== Entries provided
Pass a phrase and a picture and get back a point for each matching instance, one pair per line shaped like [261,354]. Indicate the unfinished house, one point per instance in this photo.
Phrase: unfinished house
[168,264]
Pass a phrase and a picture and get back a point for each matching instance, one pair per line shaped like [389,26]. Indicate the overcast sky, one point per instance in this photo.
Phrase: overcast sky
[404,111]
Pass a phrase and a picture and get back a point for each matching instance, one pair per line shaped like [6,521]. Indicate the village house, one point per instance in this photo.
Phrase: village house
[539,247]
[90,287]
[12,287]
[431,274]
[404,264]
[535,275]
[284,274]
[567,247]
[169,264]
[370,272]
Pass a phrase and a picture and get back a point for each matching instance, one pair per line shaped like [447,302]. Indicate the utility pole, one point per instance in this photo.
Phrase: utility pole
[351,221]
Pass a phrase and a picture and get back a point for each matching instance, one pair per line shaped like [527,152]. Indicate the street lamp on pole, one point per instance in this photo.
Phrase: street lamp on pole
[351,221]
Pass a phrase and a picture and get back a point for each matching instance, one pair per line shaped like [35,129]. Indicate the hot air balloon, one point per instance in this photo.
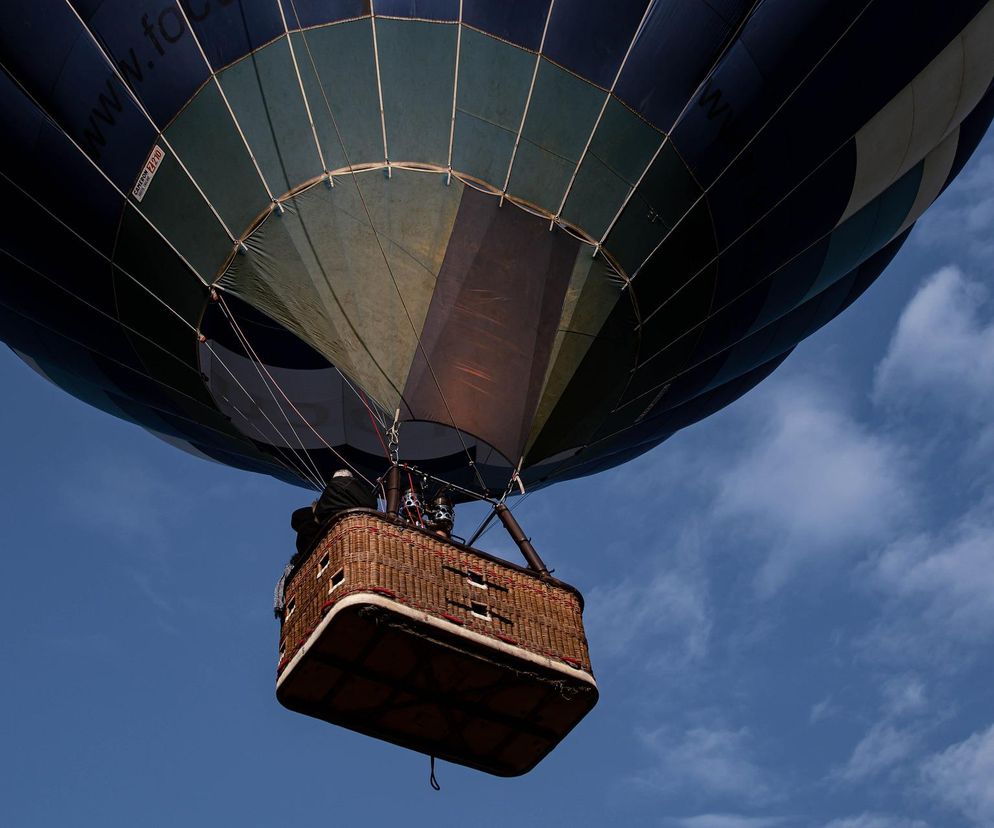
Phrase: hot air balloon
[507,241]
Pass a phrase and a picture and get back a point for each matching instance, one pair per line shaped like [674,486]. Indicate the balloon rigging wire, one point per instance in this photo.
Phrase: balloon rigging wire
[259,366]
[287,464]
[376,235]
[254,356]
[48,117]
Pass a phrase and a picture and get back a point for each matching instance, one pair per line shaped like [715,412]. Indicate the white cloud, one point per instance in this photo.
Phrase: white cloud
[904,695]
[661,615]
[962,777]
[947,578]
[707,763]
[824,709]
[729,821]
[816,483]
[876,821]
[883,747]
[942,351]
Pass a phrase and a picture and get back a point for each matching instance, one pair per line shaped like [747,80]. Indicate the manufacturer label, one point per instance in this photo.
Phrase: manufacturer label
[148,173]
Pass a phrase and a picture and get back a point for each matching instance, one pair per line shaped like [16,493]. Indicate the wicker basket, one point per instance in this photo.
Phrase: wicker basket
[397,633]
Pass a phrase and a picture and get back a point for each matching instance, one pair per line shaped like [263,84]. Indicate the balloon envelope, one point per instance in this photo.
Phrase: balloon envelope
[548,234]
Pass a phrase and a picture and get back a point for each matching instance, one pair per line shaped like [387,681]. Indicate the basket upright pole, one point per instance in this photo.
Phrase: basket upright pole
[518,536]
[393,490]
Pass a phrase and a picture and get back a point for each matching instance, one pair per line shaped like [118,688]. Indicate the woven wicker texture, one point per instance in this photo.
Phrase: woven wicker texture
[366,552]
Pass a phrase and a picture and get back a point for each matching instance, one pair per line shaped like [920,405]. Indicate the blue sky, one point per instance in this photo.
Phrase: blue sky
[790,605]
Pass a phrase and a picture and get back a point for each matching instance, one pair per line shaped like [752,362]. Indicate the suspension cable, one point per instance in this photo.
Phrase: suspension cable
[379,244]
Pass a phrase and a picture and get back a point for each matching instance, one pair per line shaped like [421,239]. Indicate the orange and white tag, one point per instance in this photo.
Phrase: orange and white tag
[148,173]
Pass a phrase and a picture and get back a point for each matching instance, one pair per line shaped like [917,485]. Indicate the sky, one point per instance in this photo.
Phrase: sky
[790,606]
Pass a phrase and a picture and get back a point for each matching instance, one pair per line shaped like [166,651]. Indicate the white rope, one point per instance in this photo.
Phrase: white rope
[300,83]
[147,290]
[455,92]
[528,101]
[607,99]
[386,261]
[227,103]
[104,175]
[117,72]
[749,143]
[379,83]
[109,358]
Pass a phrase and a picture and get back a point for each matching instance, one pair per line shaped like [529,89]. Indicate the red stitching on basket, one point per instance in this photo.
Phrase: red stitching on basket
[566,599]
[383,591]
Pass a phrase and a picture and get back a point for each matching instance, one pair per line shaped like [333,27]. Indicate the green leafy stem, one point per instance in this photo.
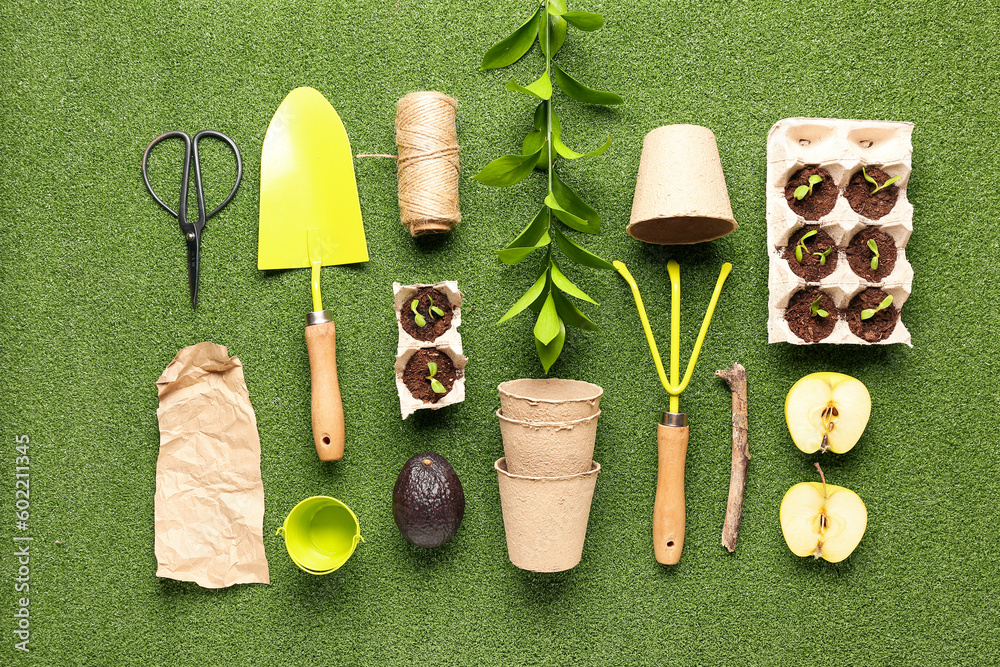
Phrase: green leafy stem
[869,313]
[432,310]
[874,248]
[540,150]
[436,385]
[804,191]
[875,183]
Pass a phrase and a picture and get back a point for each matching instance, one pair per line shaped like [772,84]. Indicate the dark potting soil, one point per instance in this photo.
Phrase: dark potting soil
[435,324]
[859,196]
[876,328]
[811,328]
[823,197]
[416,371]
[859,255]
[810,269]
====
== Entries provided
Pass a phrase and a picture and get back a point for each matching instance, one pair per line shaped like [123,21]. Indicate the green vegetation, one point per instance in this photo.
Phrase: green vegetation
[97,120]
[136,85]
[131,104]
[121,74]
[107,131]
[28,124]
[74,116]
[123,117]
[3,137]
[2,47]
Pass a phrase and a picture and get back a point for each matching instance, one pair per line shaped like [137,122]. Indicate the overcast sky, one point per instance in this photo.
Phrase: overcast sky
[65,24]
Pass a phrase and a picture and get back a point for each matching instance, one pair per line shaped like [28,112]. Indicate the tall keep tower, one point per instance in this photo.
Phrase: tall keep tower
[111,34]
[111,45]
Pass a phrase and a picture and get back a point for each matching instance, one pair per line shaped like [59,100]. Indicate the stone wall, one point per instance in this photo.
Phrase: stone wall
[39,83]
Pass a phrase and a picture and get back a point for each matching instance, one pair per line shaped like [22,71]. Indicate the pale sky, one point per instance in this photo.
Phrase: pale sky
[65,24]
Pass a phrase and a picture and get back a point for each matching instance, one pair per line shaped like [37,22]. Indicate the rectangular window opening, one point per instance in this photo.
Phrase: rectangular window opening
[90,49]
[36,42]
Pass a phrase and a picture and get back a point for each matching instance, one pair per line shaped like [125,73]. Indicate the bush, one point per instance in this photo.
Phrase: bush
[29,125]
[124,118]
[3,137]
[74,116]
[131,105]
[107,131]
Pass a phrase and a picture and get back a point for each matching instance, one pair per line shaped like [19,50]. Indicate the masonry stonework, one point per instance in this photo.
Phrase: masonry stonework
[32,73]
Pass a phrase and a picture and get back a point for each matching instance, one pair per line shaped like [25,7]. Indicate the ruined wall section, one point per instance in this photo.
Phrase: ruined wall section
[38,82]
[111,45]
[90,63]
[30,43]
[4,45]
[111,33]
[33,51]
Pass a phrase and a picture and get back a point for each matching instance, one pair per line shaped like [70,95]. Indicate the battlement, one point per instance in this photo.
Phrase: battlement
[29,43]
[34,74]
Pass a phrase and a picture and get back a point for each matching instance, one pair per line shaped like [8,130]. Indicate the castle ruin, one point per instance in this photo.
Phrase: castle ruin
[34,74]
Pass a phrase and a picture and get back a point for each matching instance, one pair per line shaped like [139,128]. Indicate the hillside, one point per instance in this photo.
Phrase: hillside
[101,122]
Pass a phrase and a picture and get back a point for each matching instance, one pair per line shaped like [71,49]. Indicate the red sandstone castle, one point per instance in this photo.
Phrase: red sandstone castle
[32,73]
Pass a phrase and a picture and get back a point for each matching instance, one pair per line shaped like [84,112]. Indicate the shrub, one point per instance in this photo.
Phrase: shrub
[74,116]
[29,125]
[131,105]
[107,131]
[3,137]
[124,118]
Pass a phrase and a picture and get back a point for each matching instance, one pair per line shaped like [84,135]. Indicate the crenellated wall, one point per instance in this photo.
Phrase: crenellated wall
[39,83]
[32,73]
====
== Entries provided
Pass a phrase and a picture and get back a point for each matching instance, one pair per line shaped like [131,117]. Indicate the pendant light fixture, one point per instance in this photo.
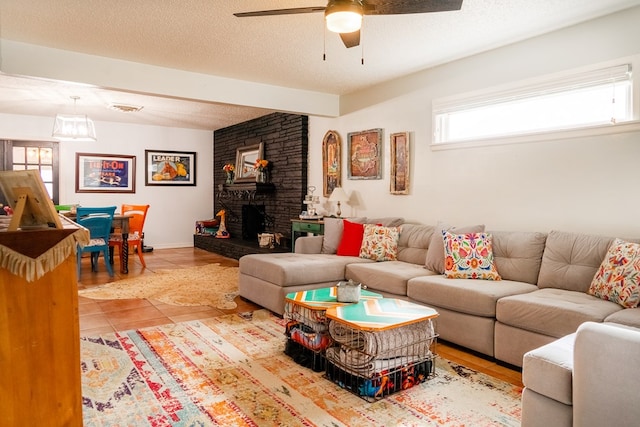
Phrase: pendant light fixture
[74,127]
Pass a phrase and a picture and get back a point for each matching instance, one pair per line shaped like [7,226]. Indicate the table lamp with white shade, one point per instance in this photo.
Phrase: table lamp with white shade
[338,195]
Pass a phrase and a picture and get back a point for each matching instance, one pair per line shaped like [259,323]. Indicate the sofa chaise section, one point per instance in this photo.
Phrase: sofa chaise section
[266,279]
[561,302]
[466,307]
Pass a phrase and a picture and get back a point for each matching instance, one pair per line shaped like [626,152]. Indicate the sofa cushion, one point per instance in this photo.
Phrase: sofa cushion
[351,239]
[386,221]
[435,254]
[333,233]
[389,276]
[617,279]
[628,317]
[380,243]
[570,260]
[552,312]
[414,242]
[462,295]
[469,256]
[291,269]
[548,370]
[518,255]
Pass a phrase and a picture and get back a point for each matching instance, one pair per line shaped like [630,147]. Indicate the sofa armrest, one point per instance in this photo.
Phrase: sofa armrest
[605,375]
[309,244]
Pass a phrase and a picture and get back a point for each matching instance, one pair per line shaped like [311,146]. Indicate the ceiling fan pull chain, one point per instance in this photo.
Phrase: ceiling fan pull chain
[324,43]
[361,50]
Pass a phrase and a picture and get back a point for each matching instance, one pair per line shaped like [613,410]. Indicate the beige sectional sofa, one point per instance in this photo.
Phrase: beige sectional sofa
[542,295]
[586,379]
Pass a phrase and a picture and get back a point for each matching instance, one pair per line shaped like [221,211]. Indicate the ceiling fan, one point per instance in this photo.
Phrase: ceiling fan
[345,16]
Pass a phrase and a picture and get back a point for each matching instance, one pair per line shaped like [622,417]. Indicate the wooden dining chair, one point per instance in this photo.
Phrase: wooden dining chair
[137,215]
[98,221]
====
## Goal of the exercise
Please list every line from the entries above that contains the word "upright".

## Written response
Pass a phrase and a picture and get back a point for each matching instance, one pair per line shaped like [387,681]. Indicate the basket upright pole, one point per instance in this photo.
Phrase: basket upright pole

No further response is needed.